*** DATASET CONTENT
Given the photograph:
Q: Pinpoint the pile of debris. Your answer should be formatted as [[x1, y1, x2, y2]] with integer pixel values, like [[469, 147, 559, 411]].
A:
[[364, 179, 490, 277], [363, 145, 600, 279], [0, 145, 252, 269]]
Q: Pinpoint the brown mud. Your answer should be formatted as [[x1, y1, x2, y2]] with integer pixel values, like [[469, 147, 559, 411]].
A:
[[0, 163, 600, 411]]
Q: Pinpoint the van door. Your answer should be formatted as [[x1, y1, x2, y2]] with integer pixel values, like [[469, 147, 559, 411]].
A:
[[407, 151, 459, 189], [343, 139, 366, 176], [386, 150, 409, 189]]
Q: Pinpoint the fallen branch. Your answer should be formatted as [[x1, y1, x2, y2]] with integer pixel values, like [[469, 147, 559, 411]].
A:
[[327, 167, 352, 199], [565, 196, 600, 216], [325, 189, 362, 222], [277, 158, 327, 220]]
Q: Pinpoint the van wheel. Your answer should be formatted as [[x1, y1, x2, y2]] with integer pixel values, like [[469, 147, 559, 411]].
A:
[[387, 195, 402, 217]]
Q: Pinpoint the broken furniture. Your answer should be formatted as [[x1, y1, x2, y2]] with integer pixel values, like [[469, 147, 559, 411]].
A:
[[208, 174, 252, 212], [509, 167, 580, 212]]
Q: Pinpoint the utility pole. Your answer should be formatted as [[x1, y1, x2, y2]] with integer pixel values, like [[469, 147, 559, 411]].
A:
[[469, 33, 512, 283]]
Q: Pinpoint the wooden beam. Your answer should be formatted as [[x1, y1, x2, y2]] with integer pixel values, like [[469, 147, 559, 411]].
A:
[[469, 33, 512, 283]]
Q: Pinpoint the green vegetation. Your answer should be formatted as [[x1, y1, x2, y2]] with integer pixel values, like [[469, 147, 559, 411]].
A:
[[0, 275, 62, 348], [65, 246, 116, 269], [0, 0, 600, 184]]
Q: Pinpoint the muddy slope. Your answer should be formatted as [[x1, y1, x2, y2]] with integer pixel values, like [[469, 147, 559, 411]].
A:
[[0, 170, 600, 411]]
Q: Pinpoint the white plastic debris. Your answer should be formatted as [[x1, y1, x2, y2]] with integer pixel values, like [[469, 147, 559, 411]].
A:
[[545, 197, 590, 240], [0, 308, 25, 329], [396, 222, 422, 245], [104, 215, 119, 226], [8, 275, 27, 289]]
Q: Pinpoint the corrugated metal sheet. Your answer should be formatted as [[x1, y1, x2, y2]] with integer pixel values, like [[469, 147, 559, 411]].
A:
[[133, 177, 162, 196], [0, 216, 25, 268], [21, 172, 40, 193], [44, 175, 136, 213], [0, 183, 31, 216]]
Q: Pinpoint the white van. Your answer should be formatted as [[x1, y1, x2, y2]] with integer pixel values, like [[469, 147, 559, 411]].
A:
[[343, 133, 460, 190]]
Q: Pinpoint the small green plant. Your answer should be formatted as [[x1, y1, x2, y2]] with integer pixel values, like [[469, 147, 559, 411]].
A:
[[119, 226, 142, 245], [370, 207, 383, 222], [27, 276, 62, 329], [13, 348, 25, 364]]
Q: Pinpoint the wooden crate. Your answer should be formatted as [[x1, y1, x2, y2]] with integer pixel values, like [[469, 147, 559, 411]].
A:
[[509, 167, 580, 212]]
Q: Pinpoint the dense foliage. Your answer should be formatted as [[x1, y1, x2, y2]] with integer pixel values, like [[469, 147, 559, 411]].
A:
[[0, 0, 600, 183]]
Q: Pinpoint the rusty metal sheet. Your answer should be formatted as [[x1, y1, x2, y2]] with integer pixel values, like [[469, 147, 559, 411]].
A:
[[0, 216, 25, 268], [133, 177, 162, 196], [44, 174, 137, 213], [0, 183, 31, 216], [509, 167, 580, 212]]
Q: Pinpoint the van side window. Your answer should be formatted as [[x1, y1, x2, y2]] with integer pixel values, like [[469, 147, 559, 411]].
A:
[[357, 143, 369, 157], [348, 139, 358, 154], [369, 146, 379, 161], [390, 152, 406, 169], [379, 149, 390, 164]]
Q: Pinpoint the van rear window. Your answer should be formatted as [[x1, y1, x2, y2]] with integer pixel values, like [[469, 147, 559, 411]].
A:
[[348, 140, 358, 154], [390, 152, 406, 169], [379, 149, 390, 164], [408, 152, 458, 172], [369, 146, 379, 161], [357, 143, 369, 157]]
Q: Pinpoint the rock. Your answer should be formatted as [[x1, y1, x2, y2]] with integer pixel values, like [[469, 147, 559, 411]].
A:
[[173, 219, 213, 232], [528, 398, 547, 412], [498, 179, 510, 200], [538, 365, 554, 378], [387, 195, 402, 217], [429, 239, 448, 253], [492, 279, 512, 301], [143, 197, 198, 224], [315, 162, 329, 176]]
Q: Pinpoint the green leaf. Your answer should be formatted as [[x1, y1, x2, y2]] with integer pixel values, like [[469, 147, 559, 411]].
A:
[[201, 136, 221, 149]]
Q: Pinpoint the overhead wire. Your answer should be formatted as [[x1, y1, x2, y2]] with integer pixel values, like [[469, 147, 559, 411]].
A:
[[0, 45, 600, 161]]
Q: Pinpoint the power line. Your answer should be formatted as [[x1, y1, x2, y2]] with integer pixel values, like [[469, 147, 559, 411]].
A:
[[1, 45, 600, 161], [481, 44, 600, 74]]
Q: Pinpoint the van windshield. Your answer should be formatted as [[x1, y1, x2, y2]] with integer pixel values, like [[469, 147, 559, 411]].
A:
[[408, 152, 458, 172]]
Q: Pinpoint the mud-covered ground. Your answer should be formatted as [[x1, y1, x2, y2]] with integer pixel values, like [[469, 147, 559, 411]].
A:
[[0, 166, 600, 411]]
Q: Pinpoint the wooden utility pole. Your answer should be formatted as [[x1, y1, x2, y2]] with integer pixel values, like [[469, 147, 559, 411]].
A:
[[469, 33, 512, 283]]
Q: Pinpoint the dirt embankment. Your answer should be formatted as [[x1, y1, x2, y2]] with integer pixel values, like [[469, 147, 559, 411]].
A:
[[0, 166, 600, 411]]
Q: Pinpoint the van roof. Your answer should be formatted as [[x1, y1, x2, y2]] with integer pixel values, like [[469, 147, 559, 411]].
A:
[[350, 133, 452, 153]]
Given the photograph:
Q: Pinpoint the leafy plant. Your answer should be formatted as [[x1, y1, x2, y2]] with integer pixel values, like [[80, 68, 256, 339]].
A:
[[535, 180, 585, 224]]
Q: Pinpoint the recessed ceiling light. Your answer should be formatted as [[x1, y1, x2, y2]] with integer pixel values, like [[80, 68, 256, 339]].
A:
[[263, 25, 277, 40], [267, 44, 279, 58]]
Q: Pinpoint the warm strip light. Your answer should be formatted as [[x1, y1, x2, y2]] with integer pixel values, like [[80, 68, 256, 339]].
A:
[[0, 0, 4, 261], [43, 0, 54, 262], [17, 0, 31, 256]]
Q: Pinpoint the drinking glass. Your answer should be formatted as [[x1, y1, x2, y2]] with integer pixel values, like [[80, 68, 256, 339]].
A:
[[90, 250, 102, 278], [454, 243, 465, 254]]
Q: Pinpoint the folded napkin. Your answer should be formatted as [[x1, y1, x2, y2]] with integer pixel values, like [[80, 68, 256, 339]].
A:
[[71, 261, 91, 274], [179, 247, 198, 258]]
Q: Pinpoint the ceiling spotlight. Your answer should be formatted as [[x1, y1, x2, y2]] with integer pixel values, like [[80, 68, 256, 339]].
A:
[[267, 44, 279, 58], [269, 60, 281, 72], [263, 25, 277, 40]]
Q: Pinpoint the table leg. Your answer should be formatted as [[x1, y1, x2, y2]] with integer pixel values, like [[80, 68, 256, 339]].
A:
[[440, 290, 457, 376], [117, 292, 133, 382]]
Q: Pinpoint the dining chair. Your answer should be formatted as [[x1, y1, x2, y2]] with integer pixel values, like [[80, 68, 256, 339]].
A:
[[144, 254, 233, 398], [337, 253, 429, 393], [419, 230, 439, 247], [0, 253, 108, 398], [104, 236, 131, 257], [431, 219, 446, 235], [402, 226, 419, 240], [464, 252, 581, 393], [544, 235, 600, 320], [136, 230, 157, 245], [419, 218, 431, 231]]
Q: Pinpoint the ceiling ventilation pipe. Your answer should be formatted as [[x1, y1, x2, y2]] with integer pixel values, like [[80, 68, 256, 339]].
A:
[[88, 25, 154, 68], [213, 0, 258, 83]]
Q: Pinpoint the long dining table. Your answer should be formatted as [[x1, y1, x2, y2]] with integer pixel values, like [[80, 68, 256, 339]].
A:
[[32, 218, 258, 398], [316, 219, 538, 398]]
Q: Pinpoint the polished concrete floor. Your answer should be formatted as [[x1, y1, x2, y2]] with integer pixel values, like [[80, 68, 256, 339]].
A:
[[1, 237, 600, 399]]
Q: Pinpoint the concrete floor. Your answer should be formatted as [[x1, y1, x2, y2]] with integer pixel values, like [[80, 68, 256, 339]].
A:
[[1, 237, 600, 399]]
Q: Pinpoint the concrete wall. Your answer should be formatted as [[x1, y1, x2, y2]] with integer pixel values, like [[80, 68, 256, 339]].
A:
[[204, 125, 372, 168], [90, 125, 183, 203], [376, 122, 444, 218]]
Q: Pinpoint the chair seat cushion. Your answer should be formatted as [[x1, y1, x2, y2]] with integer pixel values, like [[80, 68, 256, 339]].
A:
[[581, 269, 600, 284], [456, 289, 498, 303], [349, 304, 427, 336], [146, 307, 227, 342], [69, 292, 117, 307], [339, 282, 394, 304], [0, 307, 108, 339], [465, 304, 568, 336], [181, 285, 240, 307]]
******
• AIM
Rewrite the material from its first line through the line holding "[[387, 195, 402, 217]]", inclusive, replacing "Pinpoint" with "Locate" and leaving everything else unchanged.

• RESULT OF THIS EXERCISE
Given the photograph:
Q: Locate the pile of debris. Your answer should be formatted as [[x1, y1, x2, y2]] with integer pixel values, like [[469, 147, 559, 411]].
A:
[[364, 179, 490, 277], [363, 145, 600, 279], [0, 145, 252, 269]]
Q: Locate the brown mud. Your answer should be formatted as [[x1, y1, x2, y2]] with integer pixel values, like [[469, 147, 559, 411]].
A:
[[0, 163, 600, 411]]
Q: Locate the van door. Your answer should be formatted as [[x1, y1, x2, y2]] with integer pixel values, like [[469, 147, 559, 411]].
A:
[[407, 151, 459, 189], [343, 139, 366, 176], [386, 150, 409, 189]]
Q: Locate the fallen branch. Your answer should be formatted as [[x1, y1, x2, y2]] with integer pixel values, like [[469, 147, 559, 411]].
A:
[[327, 167, 352, 199], [565, 196, 600, 216], [325, 189, 362, 222], [277, 158, 327, 220]]
Q: Locate the van wheel. Your answer should be formatted as [[x1, y1, x2, y2]] with integer pixel values, like [[469, 147, 559, 411]].
A:
[[387, 195, 402, 217]]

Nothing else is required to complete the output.